Given instruction: Edit the items from the line containing "Give one point for each instance of the man's hand" through the last item, replacing "red face mask" with "surgical face mask" and leaving everything else unchanged. Reproduce only those lines.

(Source records)
— BEGIN —

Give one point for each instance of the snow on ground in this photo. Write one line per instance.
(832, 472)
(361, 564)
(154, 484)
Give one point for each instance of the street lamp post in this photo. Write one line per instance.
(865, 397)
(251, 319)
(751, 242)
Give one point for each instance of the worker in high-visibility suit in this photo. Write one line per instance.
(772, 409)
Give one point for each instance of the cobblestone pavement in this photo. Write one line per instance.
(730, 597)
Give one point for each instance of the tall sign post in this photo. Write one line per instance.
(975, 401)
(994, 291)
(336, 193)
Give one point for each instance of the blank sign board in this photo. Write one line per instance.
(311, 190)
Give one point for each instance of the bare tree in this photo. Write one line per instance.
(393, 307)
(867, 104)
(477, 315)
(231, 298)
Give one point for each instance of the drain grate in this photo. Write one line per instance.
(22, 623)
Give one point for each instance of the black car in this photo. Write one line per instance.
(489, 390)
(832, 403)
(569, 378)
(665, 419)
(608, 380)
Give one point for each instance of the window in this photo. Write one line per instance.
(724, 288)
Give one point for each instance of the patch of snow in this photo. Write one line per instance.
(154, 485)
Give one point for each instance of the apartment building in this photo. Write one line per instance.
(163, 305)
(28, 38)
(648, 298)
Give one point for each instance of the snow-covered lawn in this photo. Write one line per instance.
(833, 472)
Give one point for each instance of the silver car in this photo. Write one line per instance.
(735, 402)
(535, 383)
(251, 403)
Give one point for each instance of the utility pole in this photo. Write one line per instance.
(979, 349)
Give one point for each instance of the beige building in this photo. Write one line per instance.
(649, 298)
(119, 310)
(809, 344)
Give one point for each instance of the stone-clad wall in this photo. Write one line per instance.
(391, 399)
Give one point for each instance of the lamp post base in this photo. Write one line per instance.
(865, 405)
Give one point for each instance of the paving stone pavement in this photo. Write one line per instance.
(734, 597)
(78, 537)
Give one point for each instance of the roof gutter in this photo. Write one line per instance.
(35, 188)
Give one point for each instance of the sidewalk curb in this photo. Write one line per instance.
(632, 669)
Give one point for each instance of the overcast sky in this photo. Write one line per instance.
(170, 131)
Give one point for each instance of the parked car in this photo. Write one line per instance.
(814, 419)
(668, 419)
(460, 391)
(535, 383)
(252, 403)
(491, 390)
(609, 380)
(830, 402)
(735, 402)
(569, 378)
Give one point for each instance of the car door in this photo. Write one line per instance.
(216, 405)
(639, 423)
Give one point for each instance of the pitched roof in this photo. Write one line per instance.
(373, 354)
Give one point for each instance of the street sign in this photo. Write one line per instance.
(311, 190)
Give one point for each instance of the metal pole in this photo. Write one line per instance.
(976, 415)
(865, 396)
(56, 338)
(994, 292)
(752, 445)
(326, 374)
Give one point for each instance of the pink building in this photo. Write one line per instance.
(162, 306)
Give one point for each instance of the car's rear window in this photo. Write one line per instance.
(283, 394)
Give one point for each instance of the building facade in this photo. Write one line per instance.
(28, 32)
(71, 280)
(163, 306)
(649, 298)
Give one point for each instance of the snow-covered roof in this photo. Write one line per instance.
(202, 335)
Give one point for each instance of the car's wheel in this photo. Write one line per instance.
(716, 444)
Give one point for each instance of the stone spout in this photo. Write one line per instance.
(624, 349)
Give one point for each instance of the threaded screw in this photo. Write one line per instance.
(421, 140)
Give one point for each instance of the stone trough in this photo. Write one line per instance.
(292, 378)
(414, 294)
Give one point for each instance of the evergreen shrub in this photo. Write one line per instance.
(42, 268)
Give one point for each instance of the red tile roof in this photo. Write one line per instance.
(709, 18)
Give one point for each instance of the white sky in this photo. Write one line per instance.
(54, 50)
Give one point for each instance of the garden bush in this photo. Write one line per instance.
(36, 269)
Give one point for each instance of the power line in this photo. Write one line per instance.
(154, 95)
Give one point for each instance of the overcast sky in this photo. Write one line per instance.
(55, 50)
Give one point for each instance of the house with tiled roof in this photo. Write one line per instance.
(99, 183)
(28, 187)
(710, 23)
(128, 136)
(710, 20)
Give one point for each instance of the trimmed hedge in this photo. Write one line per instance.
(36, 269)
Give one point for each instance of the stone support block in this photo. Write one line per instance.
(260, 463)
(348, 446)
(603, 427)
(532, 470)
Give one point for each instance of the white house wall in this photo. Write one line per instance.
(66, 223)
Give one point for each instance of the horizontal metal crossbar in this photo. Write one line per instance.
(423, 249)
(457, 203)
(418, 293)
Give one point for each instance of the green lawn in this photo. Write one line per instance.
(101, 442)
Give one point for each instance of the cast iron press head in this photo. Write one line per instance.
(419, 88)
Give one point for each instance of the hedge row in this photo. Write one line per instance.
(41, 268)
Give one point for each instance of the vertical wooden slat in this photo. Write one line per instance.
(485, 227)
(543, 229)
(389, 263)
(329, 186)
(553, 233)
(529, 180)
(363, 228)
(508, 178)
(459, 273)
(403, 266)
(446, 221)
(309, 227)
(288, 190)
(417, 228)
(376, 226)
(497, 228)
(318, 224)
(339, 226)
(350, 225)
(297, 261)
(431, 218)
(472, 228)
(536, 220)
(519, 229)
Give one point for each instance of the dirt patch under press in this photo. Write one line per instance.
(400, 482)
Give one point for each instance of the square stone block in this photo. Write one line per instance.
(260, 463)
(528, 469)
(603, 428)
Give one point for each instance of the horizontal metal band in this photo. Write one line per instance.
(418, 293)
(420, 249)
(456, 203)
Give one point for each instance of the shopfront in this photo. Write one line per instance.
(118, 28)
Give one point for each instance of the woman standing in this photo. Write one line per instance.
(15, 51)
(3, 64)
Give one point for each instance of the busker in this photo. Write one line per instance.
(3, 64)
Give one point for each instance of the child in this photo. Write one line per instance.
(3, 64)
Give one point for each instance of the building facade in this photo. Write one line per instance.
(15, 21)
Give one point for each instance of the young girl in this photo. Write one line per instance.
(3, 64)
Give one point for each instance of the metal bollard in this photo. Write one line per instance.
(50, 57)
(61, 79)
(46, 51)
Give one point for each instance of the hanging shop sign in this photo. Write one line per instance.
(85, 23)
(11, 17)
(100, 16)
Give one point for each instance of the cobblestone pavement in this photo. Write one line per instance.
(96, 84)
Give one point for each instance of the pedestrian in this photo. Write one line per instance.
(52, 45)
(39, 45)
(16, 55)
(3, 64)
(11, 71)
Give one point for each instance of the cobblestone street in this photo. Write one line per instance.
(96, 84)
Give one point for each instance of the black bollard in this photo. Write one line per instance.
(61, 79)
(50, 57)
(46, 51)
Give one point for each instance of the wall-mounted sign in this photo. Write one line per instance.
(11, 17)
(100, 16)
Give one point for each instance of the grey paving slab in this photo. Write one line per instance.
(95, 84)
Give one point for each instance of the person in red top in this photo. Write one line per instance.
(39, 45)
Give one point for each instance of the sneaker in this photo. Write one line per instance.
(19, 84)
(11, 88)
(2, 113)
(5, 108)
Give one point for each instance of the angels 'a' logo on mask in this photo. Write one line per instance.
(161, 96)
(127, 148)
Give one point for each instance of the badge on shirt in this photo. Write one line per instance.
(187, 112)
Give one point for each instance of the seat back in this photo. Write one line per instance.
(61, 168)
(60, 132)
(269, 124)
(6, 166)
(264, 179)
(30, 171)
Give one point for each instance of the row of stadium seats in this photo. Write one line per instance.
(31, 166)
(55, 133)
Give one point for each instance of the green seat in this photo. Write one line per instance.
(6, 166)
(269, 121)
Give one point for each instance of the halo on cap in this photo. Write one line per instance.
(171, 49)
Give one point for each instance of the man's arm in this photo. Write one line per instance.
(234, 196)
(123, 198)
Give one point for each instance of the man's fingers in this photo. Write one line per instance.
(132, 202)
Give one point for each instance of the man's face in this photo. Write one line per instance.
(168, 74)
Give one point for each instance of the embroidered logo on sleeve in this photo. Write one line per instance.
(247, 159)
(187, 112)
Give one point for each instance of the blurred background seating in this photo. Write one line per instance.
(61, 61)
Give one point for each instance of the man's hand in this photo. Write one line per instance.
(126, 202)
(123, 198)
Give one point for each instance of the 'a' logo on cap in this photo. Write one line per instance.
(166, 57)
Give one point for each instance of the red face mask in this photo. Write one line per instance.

— END —

Solution to this task:
Give one point for each instance of the man's hand in this photo. Write one line per instance.
(126, 202)
(123, 198)
Give one point for each instance of the 'a' logo on cap in this photo. Write one line per instance.
(166, 57)
Give one point for each instance of the surgical face mask in this photo. Write one line per instance.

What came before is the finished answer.